Parmi les membres de ce groupe se trouvaient Jay Adams, Tony Alva, Jim Muir et une femme pionnière, Peggy Oki. Au début des années 1970, une sécheresse frappa le sud de la Californie, asséchant les piscines sur des kilomètres. Le groupe Zephyr commença alors à pratiquer le skate dans ces piscines vides, contribuant à l’émergence du « vert style » de skate, plus tard popularisé par des skateurs tels que Tony Hawk. Ce groupe, qui se fait aussi appeler les Z-Boys, amplifia le phénomène du street skating en tant que contre-culture.
« Notre seul crime était d’être original, et après toutes ces années, nous sommes toujours Possessed To Skate, » comme le relate la page d’accueil de Dogtown Skateboards. L’histoire de Zephyr fut portée à l’écran par le documentaire de 2001 « Dogtown and Z-Boys » et le film dramatique de 2005 « Lords of Dogtown ».
Les préoccupations liées à la sécurité dans le skate
Dans les années 1970, les skateparks se sont multipliés à travers les États-Unis, offrant des paysages vastes en béton. Cependant, ces endroits ont rapidement été confrontés à des préoccupations majeures en matière de sécurité. Selon des sources, les polices d’assurance des skateparks étaient exorbitantes en raison des risques encourus, surtout que la majorité de ces parcs étaient privés.
Avant cette période, les skateurs n’avaient d’autre choix que d’utiliser des équipements de protection destinés à d’autres sports, comme le basketball ou le hockey. L’avènement des skateparks a cependant permis l’émergence d’un équipement spécifique au skate. En 1977, Mike Rector a inventé le Rector pad, un coussin de sécurité avec une finition en plastique qui permettait aux skateurs de glisser sur les genoux sans blessures graves. Rector a déclaré : « Le knee-sliding a eu un impact énorme sur l’industrie et était la raison pour laquelle les skateurs portaient des protections. » Au lieu de se protéger en cas de chute, les skateurs revêtaient des pads pour pouvoir tomber à genoux et glisser sans se blesser.

******************************

→ **CONSIGNE**: Modifiez le passage de l'extrait sur le skate allant de « Les préoccupations liées » jusqu'à « parcs étaient privés. » inclus, en y remplaçant « skateparks » par « parcs de skate ». Le matériel qui suit provient d'une autre source que l'extrait sur le skate.

******************************

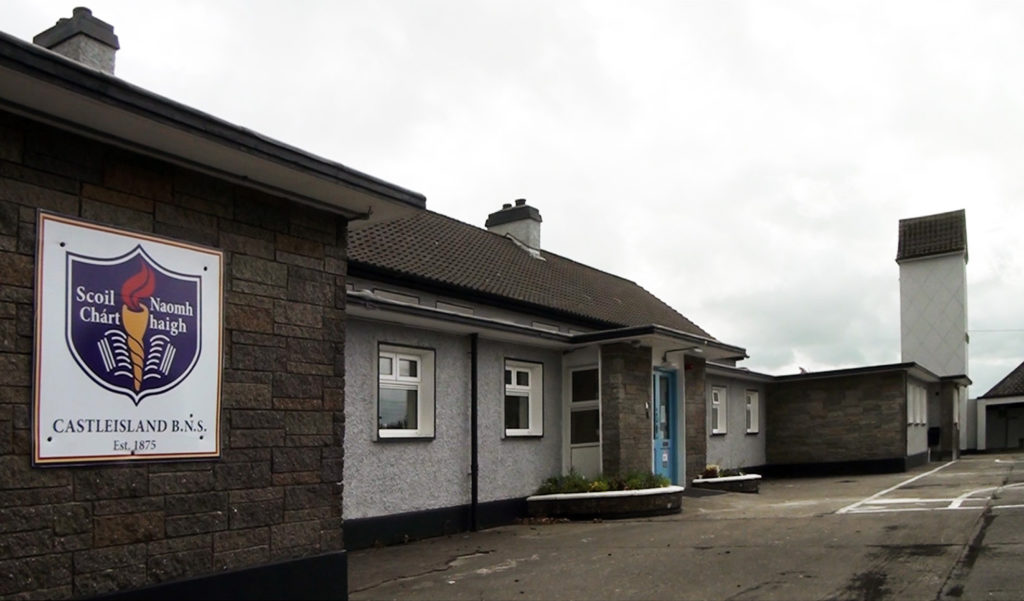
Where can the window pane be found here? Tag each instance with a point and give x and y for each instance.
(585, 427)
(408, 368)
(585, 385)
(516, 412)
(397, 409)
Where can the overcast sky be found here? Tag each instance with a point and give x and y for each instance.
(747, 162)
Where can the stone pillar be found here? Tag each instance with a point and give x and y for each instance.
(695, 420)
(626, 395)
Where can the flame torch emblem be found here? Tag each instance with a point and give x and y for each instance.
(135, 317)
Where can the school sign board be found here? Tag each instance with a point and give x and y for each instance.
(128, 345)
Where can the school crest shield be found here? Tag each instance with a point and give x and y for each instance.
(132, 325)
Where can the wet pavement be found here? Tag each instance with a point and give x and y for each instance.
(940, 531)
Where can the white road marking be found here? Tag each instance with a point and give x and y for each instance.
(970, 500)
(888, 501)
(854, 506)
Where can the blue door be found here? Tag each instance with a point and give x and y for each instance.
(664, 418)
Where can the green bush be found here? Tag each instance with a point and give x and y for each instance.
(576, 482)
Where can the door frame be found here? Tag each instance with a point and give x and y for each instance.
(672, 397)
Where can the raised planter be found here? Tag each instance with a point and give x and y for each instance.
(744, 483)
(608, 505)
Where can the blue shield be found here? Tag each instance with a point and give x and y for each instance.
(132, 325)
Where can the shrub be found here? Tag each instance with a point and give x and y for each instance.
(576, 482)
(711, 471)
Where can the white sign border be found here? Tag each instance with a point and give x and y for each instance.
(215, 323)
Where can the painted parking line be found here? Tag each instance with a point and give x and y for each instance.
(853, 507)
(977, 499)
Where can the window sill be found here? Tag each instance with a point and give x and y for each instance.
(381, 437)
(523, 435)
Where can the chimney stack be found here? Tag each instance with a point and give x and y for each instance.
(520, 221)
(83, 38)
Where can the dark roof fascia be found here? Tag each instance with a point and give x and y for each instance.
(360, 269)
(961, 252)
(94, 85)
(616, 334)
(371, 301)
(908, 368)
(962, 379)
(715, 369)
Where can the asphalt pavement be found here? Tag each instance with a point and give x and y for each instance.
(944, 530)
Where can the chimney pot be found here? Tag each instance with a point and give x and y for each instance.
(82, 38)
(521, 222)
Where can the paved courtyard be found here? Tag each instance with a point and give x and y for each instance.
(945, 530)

******************************

→ **CORRIGÉ**:
Les préoccupations liées à la sécurité dans le skate
Dans les années 1970, les parcs de skate se sont multipliés à travers les États-Unis, offrant des paysages vastes en béton. Cependant, ces endroits ont rapidement été confrontés à des préoccupations majeures en matière de sécurité. Selon des sources, les polices d’assurance des parcs de skate étaient exorbitantes en raison des risques encourus, surtout que la majorité de ces parcs étaient privés.